SOURCE RECORDS:
----
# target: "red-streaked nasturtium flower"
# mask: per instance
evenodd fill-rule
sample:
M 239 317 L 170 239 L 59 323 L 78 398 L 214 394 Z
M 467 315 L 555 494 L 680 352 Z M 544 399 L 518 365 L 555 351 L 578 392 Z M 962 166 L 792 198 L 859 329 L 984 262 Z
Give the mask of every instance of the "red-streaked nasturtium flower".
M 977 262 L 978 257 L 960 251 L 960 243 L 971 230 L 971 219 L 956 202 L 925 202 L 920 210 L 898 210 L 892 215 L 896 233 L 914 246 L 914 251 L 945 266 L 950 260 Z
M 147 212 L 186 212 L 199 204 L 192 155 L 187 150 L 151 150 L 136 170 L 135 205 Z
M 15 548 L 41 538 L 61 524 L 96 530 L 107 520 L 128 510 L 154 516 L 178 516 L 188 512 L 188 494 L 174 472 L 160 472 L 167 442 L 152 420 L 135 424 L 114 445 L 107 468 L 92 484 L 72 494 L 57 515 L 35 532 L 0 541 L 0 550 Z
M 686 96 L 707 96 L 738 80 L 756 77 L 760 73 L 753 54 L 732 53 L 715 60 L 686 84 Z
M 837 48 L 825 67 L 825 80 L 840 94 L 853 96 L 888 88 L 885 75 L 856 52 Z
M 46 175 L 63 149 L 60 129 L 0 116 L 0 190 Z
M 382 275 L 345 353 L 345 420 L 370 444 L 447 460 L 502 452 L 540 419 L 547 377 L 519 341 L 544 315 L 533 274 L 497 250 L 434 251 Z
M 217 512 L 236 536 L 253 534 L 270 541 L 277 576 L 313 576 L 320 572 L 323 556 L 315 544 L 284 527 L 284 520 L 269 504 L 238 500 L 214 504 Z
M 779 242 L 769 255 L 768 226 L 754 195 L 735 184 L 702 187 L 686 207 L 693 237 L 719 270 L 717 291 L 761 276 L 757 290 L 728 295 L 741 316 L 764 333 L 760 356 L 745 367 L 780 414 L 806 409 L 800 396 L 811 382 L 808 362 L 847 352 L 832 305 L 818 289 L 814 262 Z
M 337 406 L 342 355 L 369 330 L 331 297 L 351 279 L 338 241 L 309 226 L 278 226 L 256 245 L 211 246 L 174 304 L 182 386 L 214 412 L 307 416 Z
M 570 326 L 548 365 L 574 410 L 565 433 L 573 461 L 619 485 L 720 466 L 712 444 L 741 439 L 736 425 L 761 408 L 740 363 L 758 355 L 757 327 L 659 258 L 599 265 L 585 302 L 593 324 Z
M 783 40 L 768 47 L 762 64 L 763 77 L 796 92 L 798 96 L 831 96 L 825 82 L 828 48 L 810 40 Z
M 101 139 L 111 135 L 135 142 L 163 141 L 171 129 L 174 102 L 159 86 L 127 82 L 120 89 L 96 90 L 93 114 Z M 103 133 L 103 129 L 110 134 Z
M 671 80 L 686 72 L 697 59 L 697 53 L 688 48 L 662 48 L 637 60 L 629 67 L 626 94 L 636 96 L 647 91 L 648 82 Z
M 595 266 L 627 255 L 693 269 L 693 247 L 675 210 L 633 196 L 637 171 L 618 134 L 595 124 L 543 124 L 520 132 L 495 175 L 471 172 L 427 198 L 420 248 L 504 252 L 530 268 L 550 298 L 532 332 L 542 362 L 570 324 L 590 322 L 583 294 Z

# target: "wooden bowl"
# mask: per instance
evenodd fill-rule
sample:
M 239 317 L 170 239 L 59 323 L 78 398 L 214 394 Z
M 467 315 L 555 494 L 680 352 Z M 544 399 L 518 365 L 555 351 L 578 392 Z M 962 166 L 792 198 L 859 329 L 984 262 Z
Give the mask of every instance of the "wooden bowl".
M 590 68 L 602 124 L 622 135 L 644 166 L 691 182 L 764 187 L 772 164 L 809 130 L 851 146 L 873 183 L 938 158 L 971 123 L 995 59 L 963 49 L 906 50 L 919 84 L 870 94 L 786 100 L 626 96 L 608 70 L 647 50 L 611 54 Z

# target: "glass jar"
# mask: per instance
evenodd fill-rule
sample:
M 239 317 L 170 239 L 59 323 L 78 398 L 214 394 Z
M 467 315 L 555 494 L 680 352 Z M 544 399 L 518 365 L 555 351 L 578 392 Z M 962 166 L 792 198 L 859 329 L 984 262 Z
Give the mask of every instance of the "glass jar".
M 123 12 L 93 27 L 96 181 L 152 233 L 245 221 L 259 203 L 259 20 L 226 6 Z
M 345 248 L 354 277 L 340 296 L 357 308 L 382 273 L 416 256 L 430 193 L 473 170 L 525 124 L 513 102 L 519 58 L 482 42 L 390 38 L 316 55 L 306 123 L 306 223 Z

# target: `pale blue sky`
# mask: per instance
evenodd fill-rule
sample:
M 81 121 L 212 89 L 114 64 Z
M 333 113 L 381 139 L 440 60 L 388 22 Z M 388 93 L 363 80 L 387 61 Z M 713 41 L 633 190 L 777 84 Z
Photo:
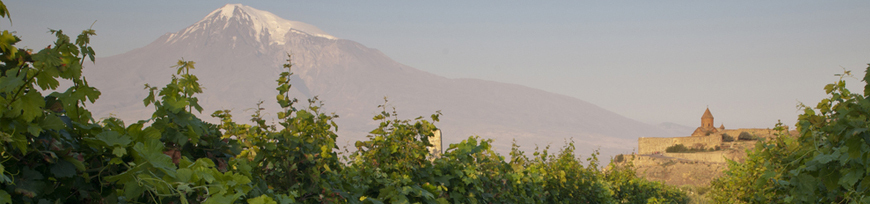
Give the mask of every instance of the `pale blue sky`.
----
This exercise asks for the data above to be given again exactly, without pictures.

SOLUTION:
# target: "red-streaked nasturtium flower"
# mask: per instance
evenodd fill-rule
sample:
M 239 317 L 170 239 L 59 323 L 78 398 L 214 394 Z
M 467 315 L 555 494 L 680 352 Z M 544 399 L 518 365 L 555 351 L 578 392 Z M 962 166 L 792 198 L 859 329 L 984 262 Z
Give the mask of every instance of the "red-streaked nasturtium flower".
M 977 262 L 978 257 L 960 251 L 960 243 L 971 230 L 971 219 L 956 202 L 925 202 L 920 210 L 898 210 L 892 215 L 896 233 L 914 246 L 914 251 L 945 266 L 950 260 Z
M 147 212 L 186 212 L 199 204 L 192 155 L 187 150 L 151 150 L 136 170 L 135 205 Z
M 15 548 L 41 538 L 61 524 L 96 530 L 107 520 L 128 510 L 154 516 L 178 516 L 188 512 L 188 494 L 174 472 L 160 472 L 167 442 L 152 420 L 135 424 L 114 445 L 107 468 L 92 484 L 72 494 L 57 515 L 35 532 L 0 541 L 0 550 Z
M 686 96 L 707 96 L 738 80 L 756 77 L 760 73 L 753 54 L 732 53 L 715 60 L 686 84 Z
M 837 48 L 825 67 L 825 80 L 840 94 L 853 96 L 888 88 L 885 75 L 856 52 Z
M 46 175 L 63 149 L 60 129 L 0 116 L 0 190 Z
M 382 275 L 345 353 L 345 420 L 370 444 L 447 460 L 502 452 L 540 419 L 547 377 L 519 341 L 544 315 L 533 274 L 497 250 L 434 251 Z
M 217 512 L 236 536 L 253 534 L 270 541 L 277 576 L 313 576 L 320 572 L 323 556 L 315 544 L 284 527 L 284 520 L 269 504 L 238 500 L 214 504 Z
M 779 242 L 769 255 L 768 226 L 754 195 L 735 184 L 702 187 L 686 207 L 693 237 L 719 270 L 717 291 L 761 276 L 757 290 L 728 295 L 741 316 L 764 333 L 760 356 L 745 367 L 780 414 L 806 409 L 800 396 L 811 382 L 808 362 L 847 352 L 832 305 L 818 289 L 814 262 Z
M 337 406 L 342 355 L 369 330 L 331 297 L 351 279 L 338 241 L 309 226 L 278 226 L 256 245 L 211 246 L 174 304 L 182 386 L 214 412 L 307 416 Z
M 570 326 L 548 365 L 574 410 L 565 433 L 573 461 L 619 485 L 720 466 L 712 444 L 741 439 L 736 425 L 761 408 L 740 363 L 758 355 L 757 327 L 659 258 L 599 265 L 585 302 L 593 324 Z
M 783 40 L 768 47 L 762 64 L 763 77 L 796 92 L 798 96 L 831 96 L 825 82 L 828 48 L 810 40 Z
M 101 139 L 111 135 L 135 142 L 163 141 L 171 129 L 174 102 L 159 86 L 127 82 L 120 89 L 96 90 L 93 114 Z M 103 133 L 103 129 L 110 134 Z
M 671 80 L 686 72 L 697 59 L 697 53 L 688 48 L 662 48 L 637 60 L 629 67 L 626 94 L 636 96 L 647 91 L 648 82 Z
M 595 266 L 627 255 L 693 269 L 693 247 L 675 210 L 633 196 L 637 171 L 618 134 L 595 124 L 543 124 L 520 132 L 495 175 L 471 172 L 427 198 L 420 248 L 504 252 L 530 268 L 550 298 L 532 332 L 542 362 L 570 324 L 590 322 L 583 294 Z

# target: "wooden bowl"
# mask: per instance
evenodd fill-rule
sample:
M 239 317 L 170 239 L 59 323 L 78 398 L 214 394 Z
M 467 315 L 555 494 L 680 352 Z M 544 399 L 518 365 L 555 351 L 578 392 Z M 962 166 L 792 198 L 859 329 L 984 262 Z
Give the mask of every instance of the "wooden bowl".
M 590 68 L 602 124 L 622 135 L 644 166 L 691 182 L 764 187 L 772 164 L 809 130 L 851 146 L 873 183 L 938 158 L 971 123 L 995 59 L 963 49 L 906 50 L 919 84 L 870 94 L 786 100 L 626 96 L 608 70 L 647 50 L 611 54 Z

# target: "glass jar"
# mask: per instance
evenodd fill-rule
sample:
M 239 317 L 170 239 L 59 323 L 78 398 L 214 394 Z
M 467 315 L 555 494 L 680 352 Z M 544 399 L 518 365 L 555 351 L 578 392 Z M 962 166 L 792 198 L 859 329 L 984 262 Z
Give the mask of every instance of the "glass jar".
M 123 12 L 93 27 L 96 181 L 152 233 L 245 221 L 259 203 L 259 20 L 226 6 Z
M 345 248 L 354 277 L 340 296 L 357 308 L 382 273 L 416 256 L 430 193 L 473 170 L 525 124 L 513 102 L 519 58 L 482 42 L 390 38 L 316 55 L 306 123 L 306 223 Z

# target: `pale blue sky`
# mask: per instance
evenodd fill-rule
sample:
M 81 121 L 212 89 L 114 64 Z
M 333 113 L 381 139 L 440 60 L 388 22 Z M 388 93 L 363 80 L 387 61 Z M 713 41 L 633 190 L 777 84 Z
Photo:
Give the mask of every instance of the `pale blue sky`.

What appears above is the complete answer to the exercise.